■ **Brano di testo**
_____
Un gruppo di neurologi svizzeri, localizzando una regione del cervello coinvolta nei sogni, ha potuto constatare che smettere di sognare non influenza necessariamente la salute. Fino ad ora si pensava che l’assenza di sogni fosse un sintomo di malattia, ma questa ricerca ha aperto nuove piste sulla natura dei sogni attraverso lo studio di una donna di 73 anni che aveva subito un incidente che le aveva colpito il lobo occipitale, ubicato nella parte posteriore del cranio. Utilizzando il sistema di svegliare la paziente nel momento giusto, i neurologi hanno osservato che, sebbene il suo sonno paradossale fosse normale, la degente non ricordava di aver sognato nulla, mentre prima dell’incidente era capace di ricordare almeno tre o quattro sogni settimanali. Ciò ha spinto a concludere che il lobo occipitale è relazionato all’attività del sogno, giacché la progressiva guarigione dalla lesione portò la paziente a recuperare gradualmente i propri sogni.

La scoperta costituisce una piccola rivoluzione nello studio dei sogni e del sonno, dato che sin dagli anni ’50 il sonno paradosso si considerava strettamente relazionato con i sogni propriamente detti. 

Tutto quello che oggi si conosce sul sonno è stato scoperto grazie a particolari esami basati sul monitoraggio delle onde cerebrali, sull'elettroencefalogramma che registra l'attività elettrica del cervello, attraverso l'elettrooculografia che registra i movimenti oculari e con l'elettromiografia che rileva i movimenti muscolari. Gli studiosi hanno evidenziato che il sonno non è uguale per tutta la sua durata ma è caratterizzato dalla presenza di 2 fasi principali: la fase non-REM (del sonno ortodosso) e la fase REM (del sonno paradosso). Il termine REM deriva dal fatto che durante tale fase gli occhi si muovono con movimenti ritmici rapidi (dall'inglese rapid eye movements, movimenti oculari veloci); in questa fase, che si verifica normalmente 4 o 5 volte per notte, si fanno sogni molto intensi. Il termine sonno paradosso deriva dal fatto che l'elevata attività celebrale e i rapidi movimenti oculari che caratterizzano questa fase sono in contrasto con il grado di generale rilassamento muscolare. Durante la notte si verificano diversi cicli del sonno della durata di 90-100 minuti caratterizzati dal passaggio attraverso vari stadi del sonno e la fase REM.
_____
■ **Sezione dati**
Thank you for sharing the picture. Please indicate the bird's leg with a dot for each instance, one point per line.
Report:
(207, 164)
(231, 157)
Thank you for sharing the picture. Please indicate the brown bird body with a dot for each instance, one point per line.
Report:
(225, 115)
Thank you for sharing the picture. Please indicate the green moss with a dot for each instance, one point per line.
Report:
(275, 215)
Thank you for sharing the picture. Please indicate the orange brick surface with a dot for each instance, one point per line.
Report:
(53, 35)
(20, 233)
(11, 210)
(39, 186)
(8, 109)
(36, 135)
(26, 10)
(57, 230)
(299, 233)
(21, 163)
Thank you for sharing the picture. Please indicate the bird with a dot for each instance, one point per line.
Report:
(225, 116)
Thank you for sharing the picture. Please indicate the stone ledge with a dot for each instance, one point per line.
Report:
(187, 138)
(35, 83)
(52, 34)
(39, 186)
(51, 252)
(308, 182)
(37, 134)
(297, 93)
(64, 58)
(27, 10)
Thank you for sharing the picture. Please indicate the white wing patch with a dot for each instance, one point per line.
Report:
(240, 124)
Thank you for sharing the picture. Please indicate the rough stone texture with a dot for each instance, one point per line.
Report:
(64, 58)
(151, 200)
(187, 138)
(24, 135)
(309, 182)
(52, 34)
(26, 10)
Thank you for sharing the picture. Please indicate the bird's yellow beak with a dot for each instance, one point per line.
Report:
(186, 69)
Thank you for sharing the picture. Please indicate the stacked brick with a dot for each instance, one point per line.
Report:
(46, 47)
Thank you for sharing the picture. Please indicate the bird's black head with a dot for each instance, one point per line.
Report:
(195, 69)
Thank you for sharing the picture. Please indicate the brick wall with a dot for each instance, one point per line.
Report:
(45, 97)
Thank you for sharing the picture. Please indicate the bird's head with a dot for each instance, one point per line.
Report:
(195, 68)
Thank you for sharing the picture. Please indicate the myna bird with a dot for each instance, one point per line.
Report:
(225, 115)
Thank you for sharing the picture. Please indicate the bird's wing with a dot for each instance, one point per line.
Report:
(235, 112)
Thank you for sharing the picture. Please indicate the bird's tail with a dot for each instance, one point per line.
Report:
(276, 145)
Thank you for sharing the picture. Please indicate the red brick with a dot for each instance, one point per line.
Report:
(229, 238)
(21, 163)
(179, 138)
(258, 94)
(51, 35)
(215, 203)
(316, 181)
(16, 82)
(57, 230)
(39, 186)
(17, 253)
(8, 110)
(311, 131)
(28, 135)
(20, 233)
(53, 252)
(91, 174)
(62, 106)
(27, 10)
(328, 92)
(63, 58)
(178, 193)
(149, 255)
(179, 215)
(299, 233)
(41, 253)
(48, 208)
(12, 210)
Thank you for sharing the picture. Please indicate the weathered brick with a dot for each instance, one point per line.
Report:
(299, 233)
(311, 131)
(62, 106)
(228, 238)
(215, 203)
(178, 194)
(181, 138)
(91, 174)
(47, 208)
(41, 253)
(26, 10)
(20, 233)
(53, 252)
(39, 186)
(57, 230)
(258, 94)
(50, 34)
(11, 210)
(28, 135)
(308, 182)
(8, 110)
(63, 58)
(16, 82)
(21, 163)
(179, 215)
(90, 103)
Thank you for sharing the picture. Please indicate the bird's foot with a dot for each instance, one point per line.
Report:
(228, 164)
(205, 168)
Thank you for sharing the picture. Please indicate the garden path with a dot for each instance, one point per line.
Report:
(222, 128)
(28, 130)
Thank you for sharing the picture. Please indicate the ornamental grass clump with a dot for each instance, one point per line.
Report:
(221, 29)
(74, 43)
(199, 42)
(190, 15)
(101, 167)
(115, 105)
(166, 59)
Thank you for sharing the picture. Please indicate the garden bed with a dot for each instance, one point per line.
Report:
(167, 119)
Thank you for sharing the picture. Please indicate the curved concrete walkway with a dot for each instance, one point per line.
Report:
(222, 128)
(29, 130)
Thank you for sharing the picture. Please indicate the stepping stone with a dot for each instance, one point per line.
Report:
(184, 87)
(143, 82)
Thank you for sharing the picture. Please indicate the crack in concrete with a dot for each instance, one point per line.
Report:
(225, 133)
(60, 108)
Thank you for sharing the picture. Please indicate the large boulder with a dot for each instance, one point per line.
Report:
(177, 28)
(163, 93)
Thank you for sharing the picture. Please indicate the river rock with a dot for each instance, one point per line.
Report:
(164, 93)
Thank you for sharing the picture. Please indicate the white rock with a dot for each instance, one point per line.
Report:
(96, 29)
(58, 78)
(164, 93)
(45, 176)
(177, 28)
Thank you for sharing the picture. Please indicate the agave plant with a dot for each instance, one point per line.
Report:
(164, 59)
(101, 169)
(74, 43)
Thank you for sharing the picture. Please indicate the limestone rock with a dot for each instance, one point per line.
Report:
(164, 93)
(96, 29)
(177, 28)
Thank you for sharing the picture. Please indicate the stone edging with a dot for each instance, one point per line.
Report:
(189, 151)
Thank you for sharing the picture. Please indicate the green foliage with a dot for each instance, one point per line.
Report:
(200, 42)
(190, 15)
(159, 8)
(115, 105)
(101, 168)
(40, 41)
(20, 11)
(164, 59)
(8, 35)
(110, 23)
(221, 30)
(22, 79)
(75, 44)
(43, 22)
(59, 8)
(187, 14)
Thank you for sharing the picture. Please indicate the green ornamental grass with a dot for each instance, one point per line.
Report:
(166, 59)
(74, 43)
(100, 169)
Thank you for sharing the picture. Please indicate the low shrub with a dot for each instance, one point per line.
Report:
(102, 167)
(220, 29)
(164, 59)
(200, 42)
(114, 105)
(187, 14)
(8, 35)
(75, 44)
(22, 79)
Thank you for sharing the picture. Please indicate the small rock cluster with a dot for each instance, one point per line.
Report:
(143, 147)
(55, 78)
_____
■ **Problemi ed esercizi**
[a] Elenca le tecniche di registrazione nominate nel brano sul sonno e i sogni e indica per ciascuna che cosa registra o rileva.
[b] Copia senza modifiche dal brano sul sonno e i sogni il passo che comincia con "La scoperta costituisce" e finisce con "sogni propriamente detti.".

■ **Soluzioni degli esercizi**
[a]
- Elettroencefalogramma: registra l'attività elettrica del cervello.
- Elettrooculografia: registra i movimenti oculari.
- Elettromiografia: rileva i movimenti muscolari.

[b]
La scoperta costituisce una piccola rivoluzione nello studio dei sogni e del sonno, dato che sin dagli anni ’50 il sonno paradosso si considerava strettamente relazionato con i sogni propriamente detti.